» **Exercise**
Once you have read the listing below, write all of it out again exactly.
(Task inputs)
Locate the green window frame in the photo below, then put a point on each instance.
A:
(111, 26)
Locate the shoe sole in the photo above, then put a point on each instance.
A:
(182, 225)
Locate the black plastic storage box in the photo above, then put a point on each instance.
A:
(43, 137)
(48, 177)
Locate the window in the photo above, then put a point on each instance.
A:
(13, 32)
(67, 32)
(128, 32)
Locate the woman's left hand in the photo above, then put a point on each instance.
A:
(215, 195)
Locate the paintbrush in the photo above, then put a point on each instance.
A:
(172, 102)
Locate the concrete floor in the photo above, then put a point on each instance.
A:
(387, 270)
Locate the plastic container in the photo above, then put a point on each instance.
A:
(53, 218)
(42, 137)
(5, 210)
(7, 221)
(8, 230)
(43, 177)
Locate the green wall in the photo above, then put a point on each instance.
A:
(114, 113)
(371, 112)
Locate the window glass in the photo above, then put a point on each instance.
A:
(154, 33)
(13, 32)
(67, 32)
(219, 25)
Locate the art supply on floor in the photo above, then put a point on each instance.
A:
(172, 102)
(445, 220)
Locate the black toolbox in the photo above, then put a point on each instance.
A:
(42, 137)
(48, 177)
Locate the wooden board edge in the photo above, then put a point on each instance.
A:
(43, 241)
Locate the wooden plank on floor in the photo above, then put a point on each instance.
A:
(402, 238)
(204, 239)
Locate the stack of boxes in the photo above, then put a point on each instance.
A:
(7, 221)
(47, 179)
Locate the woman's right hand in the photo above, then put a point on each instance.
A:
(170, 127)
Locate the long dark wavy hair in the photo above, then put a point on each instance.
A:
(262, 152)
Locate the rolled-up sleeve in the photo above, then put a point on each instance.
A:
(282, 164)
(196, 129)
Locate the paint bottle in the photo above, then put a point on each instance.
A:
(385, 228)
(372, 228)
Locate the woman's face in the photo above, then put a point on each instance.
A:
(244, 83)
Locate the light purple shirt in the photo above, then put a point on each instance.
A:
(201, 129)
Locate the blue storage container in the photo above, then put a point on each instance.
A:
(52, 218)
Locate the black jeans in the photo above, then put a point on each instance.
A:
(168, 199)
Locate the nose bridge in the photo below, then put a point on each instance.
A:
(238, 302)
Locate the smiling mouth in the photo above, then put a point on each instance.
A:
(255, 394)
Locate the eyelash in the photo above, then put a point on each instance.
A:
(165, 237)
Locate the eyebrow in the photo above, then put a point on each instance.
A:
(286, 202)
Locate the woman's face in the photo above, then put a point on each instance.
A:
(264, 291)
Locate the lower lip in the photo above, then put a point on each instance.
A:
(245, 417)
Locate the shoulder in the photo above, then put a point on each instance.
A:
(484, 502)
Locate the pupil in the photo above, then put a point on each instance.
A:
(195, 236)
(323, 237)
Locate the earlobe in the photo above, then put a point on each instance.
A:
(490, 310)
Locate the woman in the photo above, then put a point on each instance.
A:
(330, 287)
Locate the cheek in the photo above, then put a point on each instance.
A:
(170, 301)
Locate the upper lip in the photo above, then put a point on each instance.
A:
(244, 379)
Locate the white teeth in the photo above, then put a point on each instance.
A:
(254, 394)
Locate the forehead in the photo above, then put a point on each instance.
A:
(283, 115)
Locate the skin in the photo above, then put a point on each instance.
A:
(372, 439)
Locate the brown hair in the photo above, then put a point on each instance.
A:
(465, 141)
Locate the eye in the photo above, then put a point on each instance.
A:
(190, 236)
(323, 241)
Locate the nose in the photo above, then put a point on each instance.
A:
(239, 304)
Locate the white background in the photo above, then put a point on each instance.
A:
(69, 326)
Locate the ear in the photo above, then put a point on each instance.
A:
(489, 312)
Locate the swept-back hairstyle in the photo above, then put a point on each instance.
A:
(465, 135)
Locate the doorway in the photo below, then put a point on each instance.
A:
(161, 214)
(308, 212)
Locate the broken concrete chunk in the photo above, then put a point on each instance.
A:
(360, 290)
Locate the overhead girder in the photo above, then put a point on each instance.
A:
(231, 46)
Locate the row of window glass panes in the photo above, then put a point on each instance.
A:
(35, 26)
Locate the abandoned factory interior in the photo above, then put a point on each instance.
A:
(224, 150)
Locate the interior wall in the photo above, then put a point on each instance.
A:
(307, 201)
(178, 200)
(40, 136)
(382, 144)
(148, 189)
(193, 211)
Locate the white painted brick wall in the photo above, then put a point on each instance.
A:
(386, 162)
(End Task inputs)
» **Completed exercise**
Locate the green window frame in the photo below, then put a point on each instance.
A:
(111, 26)
Locate the shoe sole in the photo above, then put a point on each instance.
A:
(182, 225)
Locate the black plastic storage box in the photo above, then put a point on each instance.
A:
(43, 137)
(48, 177)
Locate the window in the photo above, then put a point on each instance.
A:
(13, 32)
(67, 32)
(128, 32)
Locate the woman's left hand in the photo above, then put a point on each instance.
A:
(215, 195)
Locate the paintbrush in the photo above, then put a point on each instance.
A:
(172, 102)
Locate the concrete floor in the photo above, then put a point on each instance.
A:
(387, 270)
Locate the plastic container in the photo above, then put a point on each instance.
A:
(53, 218)
(42, 137)
(5, 210)
(7, 221)
(8, 230)
(43, 177)
Locate the green wall in the photo above, then put a point on each instance.
A:
(114, 113)
(371, 112)
Locate the window glass in the photo above, then put a point on each instance.
A:
(154, 33)
(13, 32)
(67, 32)
(219, 25)
Locate the art supply on floor in the photo above, then put a point on each instance.
A:
(172, 102)
(445, 220)
Locate the black toolbox in the photo above, then put a point on each instance.
A:
(42, 137)
(48, 177)
Locate the wooden board edge in the photo above, then put a point on each instance.
A:
(43, 241)
Locate the wooden plank on floor in the photo above, then put a point on each instance.
A:
(402, 238)
(204, 239)
Locate the stack of boxes in the photo above, then put a point on each instance.
A:
(7, 221)
(47, 179)
Locate the woman's right hand in the photo above, then put a point on each instance.
A:
(170, 127)
Locate the long dark wavy hair in the photo above, then put a point on each instance.
A:
(262, 152)
Locate the rolled-up sleeve in the photo above, then put a point on each instance.
A:
(282, 164)
(196, 129)
Locate the paint bottle in the photo above, then put a point on each instance.
A:
(385, 228)
(372, 228)
Locate the woman's face in the photo above, then put a point on each instance.
A:
(244, 83)
Locate the light purple shirt in the photo above, then put a point on each instance.
A:
(201, 129)
Locate the blue storage container in the photo above, then put a point on each instance.
A:
(52, 218)
Locate the black jeans in the photo above, then put a point on each instance.
A:
(168, 199)
Locate the nose bridge in the photo below, then put a point on each instance.
A:
(238, 302)
Locate the smiling mouth in the photo above, then put a point on each instance.
A:
(255, 394)
Locate the eyelash in the photo above, then put a point on each instance.
A:
(165, 237)
Locate the eyebrow in the photo above, then put a point on each instance.
A:
(286, 202)
Locate the woman's face in the photo above, then put a point on each instance.
A:
(264, 291)
Locate the lower lip in the photo above, then put a point on each instance.
A:
(245, 417)
Locate the shoulder in the photo above, then put a point on each instance.
A:
(484, 502)
Locate the pupil in the photo above, then put a point on each instance.
A:
(195, 236)
(323, 237)
Locate the earlobe in the photo above, then put a point on each instance.
A:
(490, 310)
Locate the woman in the photo above, then put a point on each instance.
A:
(330, 287)
Locate the cheek in the photo above, then put a point on each instance.
A:
(170, 301)
Locate the upper lip in the photo above, then put a point on each instance.
A:
(244, 379)
Locate the white teeth in the photo above, then put a point on each instance.
A:
(254, 394)
Locate the forehead in the photo above, then put a point on each instance.
A:
(283, 115)
Locate the skin in the photo above, then put a point on each instance.
A:
(372, 439)
Locate the brown hair in the photo above, then put a point on each instance.
A:
(465, 141)
Locate the eye in the photo above, then put a point on each instance.
A:
(190, 236)
(323, 241)
Locate the nose in the photo above, then put a point on each instance.
A:
(239, 304)
Locate the white background in the photo above, then put a point on each instance.
A:
(69, 326)
Locate the ear in the photo above, then put a point on each instance.
A:
(489, 312)
Locate the swept-back hairstyle in the photo above, then put a point on each instance.
A:
(465, 135)
Locate the doorway in the photo below, then put a point on each instance.
A:
(161, 214)
(308, 212)
Locate the broken concrete chunk in the photo above, then put a point on each instance.
A:
(360, 290)
Locate the overhead girder in the photo above, then put a point on each instance.
A:
(231, 46)
Locate the row of window glass panes in the photo above, then put a point on each instance.
A:
(35, 26)
Locate the abandoned factory interior in the photo above, then put a point on each instance.
A:
(224, 150)
Locate the interior wall in the photo above, then put a point on each instance.
A:
(307, 201)
(178, 200)
(40, 136)
(382, 144)
(148, 189)
(193, 211)
Locate the white painted brick wall in the photo above, then put a point on each instance.
A:
(386, 162)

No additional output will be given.